» WORK INSTRUCTIONS: Copy out the lines from the one containing "Report the location of each instance of the glass" through the one containing "x=839, y=451", inclusive, replacing "single pin" with "lone marker" wherever it appears and keeping everything else the same.

» SUPPLIED INFORMATION:
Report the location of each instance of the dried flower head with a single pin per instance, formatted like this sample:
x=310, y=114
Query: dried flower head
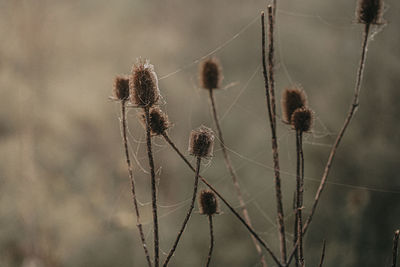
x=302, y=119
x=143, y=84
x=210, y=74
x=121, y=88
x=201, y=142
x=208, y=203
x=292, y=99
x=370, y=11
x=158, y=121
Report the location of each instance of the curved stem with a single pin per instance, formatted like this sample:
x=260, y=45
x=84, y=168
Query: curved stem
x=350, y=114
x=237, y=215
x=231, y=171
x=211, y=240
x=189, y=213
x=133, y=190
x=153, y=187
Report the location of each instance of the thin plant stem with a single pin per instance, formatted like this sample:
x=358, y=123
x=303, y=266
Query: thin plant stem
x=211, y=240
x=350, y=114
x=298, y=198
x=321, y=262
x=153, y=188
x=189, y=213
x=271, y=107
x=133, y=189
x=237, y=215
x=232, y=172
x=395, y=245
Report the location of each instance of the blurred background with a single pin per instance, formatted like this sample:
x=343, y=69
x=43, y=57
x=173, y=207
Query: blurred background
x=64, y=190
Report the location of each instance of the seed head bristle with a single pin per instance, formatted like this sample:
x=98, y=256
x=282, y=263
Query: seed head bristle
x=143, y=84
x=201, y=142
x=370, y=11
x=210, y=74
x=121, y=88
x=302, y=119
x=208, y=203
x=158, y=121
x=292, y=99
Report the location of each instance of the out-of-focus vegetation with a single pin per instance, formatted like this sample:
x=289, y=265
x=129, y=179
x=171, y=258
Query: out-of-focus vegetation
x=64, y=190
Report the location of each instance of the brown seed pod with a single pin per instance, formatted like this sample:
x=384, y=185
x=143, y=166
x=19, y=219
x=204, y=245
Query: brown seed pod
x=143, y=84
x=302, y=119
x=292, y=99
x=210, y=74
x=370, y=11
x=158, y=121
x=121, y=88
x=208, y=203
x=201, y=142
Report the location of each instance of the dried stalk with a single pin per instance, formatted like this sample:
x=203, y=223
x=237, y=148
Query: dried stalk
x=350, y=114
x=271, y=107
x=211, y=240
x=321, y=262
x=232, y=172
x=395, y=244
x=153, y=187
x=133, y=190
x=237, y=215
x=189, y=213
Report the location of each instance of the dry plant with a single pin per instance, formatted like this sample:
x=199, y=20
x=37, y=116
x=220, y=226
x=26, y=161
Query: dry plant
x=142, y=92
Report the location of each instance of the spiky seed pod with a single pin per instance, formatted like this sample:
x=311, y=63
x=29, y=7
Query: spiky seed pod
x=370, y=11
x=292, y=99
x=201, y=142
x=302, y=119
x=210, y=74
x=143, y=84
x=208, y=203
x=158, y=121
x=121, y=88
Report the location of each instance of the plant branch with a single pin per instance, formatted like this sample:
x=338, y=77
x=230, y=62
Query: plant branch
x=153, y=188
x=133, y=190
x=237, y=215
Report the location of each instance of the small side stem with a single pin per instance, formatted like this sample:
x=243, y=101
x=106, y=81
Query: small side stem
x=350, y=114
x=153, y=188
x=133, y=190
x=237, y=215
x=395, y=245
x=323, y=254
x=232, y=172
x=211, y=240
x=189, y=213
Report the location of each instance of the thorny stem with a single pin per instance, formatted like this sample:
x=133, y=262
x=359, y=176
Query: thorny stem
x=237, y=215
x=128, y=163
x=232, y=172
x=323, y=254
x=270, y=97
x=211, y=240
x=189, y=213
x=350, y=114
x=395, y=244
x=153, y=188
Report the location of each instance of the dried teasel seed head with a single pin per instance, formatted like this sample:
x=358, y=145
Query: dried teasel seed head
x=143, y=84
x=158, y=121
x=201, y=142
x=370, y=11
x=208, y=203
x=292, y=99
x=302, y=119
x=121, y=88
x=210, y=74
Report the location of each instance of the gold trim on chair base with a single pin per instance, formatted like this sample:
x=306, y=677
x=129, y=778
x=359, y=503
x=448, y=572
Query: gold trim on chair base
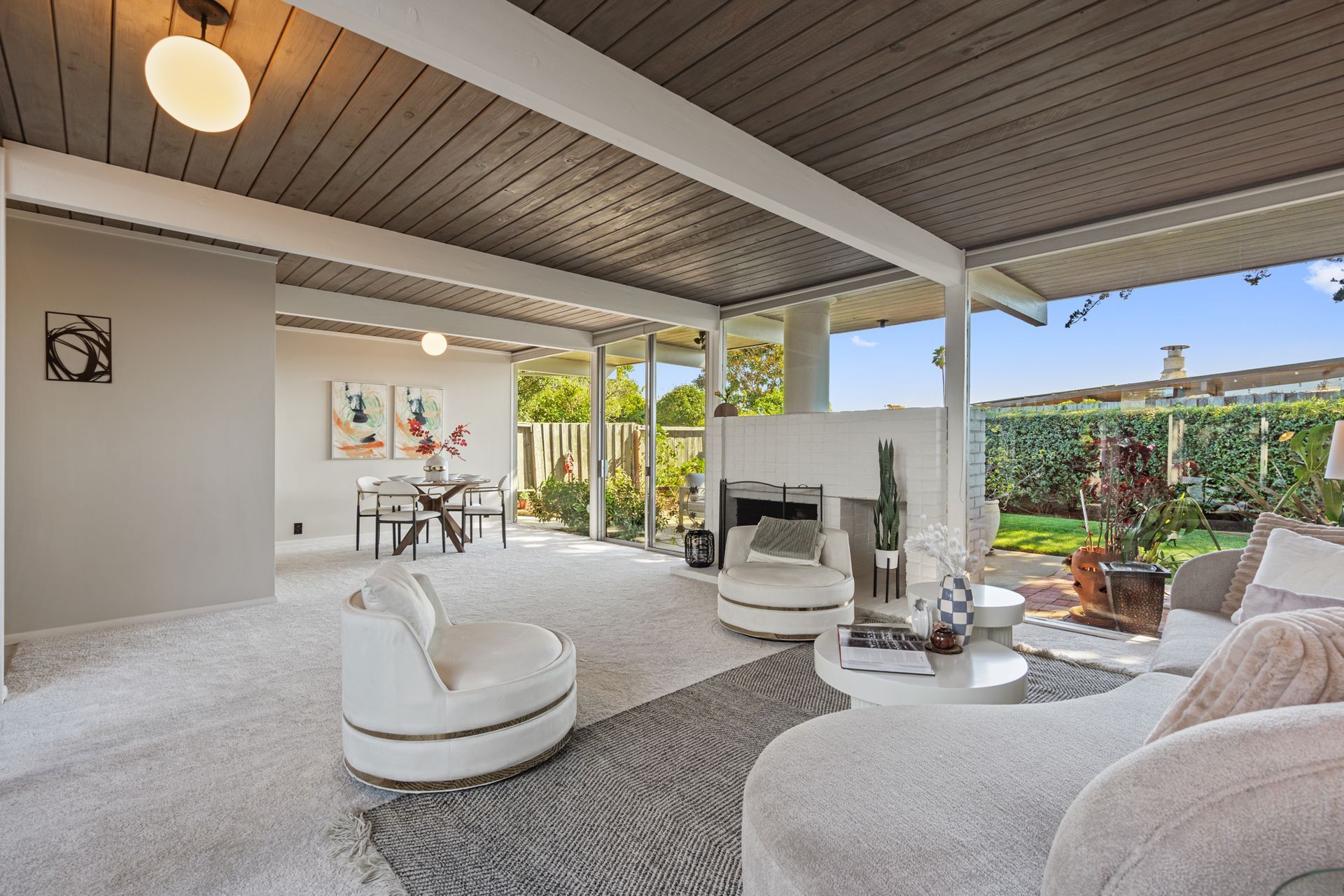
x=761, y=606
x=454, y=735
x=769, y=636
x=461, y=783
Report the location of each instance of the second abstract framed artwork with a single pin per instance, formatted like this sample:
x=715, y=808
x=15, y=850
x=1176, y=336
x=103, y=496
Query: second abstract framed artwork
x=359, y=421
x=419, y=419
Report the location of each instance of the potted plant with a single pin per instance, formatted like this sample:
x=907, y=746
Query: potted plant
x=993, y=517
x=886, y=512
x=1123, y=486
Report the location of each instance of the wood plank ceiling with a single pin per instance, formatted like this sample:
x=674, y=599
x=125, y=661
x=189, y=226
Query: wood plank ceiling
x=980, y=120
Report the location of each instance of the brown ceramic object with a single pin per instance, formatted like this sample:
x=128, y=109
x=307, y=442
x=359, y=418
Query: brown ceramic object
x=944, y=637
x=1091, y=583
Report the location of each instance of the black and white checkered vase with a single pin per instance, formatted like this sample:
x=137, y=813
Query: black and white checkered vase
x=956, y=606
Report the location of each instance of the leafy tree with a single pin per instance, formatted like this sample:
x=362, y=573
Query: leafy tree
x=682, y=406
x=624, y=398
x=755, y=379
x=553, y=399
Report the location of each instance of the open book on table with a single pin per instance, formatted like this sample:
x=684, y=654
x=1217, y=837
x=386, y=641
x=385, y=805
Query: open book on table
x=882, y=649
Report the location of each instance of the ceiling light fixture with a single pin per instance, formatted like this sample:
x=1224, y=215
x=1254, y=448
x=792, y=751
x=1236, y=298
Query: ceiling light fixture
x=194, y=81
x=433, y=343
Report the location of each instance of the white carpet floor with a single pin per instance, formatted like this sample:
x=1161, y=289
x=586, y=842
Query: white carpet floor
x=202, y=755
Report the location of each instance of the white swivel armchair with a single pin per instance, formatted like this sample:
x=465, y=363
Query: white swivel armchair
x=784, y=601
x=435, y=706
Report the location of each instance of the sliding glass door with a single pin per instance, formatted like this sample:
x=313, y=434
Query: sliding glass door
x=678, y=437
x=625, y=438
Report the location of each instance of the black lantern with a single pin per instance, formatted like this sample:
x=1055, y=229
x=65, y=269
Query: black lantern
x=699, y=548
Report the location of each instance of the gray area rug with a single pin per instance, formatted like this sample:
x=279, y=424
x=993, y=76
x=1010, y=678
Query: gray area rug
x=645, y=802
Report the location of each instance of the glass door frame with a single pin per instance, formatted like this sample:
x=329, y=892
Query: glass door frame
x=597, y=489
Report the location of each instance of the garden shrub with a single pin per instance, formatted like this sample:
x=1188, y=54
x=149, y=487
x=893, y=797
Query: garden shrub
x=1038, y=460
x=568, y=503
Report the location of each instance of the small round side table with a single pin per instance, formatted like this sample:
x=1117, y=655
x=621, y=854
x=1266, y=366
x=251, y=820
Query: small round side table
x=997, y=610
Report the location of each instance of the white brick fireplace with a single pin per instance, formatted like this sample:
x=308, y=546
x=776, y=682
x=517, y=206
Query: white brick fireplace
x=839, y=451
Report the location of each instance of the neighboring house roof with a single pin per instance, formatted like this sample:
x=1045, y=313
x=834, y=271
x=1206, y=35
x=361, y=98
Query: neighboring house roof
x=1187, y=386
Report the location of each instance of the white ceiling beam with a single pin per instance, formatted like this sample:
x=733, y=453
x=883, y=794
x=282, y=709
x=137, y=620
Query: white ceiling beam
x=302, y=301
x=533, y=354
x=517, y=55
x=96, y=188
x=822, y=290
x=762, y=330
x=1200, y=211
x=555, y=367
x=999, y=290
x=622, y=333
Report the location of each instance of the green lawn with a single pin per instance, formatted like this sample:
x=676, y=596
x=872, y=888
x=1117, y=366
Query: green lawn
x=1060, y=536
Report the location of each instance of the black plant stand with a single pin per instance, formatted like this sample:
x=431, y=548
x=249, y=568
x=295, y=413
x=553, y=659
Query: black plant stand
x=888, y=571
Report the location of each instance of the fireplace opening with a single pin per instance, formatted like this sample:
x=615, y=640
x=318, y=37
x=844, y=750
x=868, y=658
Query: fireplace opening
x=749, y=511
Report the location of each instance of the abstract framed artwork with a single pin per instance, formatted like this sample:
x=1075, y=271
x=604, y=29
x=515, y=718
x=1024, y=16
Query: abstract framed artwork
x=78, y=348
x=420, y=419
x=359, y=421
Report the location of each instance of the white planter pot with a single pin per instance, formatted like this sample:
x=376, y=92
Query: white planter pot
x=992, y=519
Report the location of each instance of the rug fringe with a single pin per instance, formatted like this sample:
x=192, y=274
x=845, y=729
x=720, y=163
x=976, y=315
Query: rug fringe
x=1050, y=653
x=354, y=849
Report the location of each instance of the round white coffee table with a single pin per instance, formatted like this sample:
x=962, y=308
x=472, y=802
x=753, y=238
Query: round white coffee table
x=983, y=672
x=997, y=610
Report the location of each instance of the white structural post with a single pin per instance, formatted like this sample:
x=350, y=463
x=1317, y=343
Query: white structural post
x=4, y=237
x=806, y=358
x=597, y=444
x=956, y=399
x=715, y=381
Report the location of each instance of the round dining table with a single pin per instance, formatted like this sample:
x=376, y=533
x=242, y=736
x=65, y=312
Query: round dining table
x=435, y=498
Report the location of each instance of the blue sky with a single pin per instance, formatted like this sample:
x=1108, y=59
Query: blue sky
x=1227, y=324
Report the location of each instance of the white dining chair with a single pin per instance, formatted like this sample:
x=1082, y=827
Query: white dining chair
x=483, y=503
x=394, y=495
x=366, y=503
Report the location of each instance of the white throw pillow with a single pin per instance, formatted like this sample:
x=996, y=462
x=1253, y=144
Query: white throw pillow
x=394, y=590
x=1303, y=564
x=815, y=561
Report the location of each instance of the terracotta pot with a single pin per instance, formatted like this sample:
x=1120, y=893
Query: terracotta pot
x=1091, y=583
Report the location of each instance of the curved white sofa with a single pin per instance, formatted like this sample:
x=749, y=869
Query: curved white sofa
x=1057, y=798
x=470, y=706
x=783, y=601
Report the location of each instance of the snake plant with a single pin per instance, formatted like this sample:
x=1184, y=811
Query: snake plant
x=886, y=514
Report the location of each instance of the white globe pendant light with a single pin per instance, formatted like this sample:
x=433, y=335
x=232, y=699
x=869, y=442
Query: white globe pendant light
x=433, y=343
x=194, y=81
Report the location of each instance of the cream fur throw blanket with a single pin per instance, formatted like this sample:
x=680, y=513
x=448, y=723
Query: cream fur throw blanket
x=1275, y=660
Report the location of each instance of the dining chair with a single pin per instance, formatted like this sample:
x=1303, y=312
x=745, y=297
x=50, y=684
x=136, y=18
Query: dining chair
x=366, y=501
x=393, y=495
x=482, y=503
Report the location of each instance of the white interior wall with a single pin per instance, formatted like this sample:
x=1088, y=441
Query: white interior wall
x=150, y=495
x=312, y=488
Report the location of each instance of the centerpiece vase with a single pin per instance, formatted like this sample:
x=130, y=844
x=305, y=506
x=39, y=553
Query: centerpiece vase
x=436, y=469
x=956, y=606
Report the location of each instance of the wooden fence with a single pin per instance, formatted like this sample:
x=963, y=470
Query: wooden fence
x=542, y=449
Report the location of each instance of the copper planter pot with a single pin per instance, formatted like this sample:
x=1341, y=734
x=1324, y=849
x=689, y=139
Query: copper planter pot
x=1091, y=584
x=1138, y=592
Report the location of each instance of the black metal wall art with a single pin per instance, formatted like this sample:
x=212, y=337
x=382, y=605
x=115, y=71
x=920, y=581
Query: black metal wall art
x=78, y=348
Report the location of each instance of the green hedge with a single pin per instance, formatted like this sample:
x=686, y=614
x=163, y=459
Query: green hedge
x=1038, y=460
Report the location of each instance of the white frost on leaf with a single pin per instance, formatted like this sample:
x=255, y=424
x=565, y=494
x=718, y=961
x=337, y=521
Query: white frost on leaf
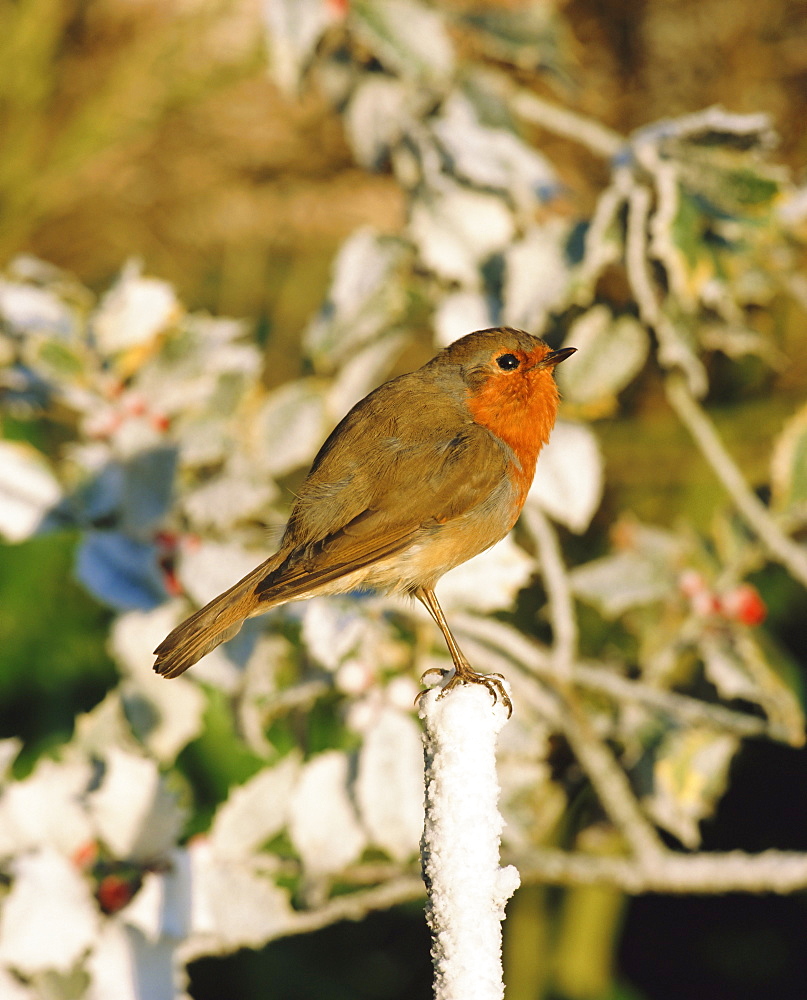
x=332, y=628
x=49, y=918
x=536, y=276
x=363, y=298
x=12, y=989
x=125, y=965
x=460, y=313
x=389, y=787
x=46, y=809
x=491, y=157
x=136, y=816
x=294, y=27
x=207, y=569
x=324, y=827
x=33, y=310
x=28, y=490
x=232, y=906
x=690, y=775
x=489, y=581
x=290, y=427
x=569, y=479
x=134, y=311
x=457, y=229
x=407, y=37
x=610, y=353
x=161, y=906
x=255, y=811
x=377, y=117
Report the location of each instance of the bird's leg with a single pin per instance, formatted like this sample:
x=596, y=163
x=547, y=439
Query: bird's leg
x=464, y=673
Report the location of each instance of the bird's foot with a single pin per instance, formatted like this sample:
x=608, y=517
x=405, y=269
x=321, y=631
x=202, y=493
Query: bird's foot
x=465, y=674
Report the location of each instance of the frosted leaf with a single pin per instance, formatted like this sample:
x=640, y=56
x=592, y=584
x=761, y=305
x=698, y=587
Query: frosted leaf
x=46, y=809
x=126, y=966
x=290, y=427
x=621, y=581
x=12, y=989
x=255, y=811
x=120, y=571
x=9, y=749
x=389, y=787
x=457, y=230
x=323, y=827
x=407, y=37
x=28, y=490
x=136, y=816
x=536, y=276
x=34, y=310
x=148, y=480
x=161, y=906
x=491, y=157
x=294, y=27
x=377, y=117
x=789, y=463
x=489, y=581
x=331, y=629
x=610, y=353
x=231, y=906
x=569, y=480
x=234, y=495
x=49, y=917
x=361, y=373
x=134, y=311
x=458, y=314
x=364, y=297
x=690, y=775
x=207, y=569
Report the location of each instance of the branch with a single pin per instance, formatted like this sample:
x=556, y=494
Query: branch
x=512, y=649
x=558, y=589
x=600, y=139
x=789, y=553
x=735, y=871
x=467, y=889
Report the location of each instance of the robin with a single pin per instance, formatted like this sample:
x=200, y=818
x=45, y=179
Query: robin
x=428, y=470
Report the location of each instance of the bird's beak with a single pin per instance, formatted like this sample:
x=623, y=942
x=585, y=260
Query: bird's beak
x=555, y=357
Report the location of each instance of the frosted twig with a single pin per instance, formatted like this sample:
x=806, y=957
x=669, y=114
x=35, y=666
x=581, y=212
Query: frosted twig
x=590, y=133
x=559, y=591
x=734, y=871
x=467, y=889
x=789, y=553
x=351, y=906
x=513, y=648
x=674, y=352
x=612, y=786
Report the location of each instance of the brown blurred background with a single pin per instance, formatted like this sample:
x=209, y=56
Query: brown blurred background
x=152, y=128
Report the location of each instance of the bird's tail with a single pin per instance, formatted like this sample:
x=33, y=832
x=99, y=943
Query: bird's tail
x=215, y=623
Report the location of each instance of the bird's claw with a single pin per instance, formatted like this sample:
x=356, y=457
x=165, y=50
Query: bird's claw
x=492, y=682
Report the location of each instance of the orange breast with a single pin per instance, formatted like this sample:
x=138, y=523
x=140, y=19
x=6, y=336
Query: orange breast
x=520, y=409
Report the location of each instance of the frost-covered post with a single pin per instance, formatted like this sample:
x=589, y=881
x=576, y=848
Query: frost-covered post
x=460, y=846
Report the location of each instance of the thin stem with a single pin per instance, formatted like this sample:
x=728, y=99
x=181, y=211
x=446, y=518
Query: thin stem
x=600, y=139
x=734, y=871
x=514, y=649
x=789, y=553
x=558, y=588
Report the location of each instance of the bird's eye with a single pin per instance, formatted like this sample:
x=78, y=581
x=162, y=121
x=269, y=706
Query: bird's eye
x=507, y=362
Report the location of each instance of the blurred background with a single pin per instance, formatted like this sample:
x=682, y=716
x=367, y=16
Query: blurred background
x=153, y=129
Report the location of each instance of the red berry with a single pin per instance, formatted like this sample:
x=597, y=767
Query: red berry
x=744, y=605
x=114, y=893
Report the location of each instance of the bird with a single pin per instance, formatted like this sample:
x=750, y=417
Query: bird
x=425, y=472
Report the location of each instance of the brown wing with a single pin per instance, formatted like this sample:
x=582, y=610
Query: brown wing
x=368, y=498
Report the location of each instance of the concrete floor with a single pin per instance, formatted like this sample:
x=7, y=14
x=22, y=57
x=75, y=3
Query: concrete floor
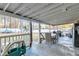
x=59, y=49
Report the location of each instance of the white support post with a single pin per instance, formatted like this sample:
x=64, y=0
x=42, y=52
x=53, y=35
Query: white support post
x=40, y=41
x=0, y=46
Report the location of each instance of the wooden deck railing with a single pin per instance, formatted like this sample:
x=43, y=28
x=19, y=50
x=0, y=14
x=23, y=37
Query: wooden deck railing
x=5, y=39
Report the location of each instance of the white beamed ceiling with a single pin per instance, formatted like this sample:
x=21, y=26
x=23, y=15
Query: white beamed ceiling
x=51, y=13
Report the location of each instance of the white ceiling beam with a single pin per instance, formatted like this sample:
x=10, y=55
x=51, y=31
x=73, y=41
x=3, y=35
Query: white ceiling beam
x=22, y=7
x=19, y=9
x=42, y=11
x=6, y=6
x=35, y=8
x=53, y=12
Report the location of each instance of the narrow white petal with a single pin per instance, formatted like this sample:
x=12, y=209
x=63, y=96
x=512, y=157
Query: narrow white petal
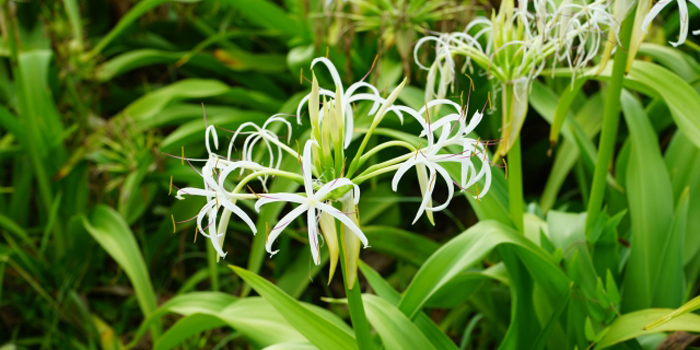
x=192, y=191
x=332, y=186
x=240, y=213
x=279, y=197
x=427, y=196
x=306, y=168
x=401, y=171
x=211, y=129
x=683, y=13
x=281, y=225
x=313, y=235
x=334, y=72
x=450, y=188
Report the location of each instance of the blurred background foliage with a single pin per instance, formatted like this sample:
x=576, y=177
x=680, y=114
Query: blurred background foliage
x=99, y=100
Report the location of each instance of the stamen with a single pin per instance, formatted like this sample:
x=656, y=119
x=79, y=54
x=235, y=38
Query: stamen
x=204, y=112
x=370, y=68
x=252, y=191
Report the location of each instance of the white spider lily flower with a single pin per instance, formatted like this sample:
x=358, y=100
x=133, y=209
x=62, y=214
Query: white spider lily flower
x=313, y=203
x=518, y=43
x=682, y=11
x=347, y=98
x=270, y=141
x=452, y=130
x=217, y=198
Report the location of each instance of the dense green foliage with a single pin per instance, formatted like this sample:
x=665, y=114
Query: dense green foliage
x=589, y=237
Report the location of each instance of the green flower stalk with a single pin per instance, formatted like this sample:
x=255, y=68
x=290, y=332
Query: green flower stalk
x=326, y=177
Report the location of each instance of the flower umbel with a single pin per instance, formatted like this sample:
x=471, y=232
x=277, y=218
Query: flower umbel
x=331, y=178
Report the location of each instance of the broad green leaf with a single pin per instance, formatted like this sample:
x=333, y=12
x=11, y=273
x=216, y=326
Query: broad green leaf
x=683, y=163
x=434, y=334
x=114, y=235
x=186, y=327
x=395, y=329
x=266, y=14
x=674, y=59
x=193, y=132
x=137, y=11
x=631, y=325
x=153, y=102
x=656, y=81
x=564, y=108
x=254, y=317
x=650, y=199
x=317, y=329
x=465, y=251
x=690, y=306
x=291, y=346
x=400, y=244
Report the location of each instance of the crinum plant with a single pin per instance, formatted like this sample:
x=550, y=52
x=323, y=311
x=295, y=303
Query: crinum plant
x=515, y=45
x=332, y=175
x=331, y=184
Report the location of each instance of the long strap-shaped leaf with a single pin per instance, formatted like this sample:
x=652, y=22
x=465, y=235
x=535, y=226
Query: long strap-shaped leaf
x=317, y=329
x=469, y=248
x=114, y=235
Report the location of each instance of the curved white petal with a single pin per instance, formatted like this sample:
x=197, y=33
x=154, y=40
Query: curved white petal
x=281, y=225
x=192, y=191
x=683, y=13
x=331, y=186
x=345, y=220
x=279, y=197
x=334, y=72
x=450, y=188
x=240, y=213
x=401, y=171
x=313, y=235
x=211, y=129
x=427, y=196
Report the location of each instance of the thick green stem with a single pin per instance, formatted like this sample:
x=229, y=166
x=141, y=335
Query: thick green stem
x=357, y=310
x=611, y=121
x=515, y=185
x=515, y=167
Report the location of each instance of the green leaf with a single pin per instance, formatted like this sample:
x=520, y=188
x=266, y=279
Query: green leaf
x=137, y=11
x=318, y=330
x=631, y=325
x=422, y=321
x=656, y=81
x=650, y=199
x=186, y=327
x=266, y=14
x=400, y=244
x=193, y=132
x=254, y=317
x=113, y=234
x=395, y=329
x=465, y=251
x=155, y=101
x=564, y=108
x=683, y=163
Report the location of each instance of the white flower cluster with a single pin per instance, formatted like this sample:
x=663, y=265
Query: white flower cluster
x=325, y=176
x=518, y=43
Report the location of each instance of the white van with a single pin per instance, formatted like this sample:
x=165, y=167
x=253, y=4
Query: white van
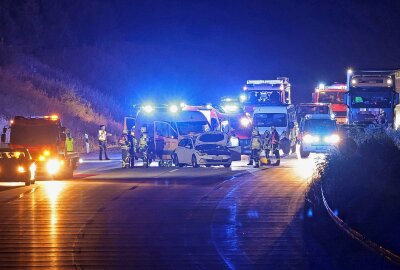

» RESULT OF THE TASK:
Report the location of each instance of the glass door frame with a lone marker per instance, formatted like this sample:
x=329, y=892
Query: glass door frame
x=597, y=489
Report the location of each instance of the garden shrub with a lone marker per instance, formatted like this sample:
x=1188, y=54
x=149, y=487
x=893, y=797
Query: garden shrub
x=1038, y=460
x=568, y=503
Report the location of each instance of the small round side table with a lone marker per instance, formatted like this sample:
x=1117, y=655
x=621, y=854
x=1266, y=366
x=251, y=820
Query: small round side table
x=997, y=610
Report the location of each instance of the white brick fireplace with a lone marker per instance, formatted like this sample:
x=308, y=546
x=776, y=682
x=517, y=206
Query: white brick fireplace
x=839, y=451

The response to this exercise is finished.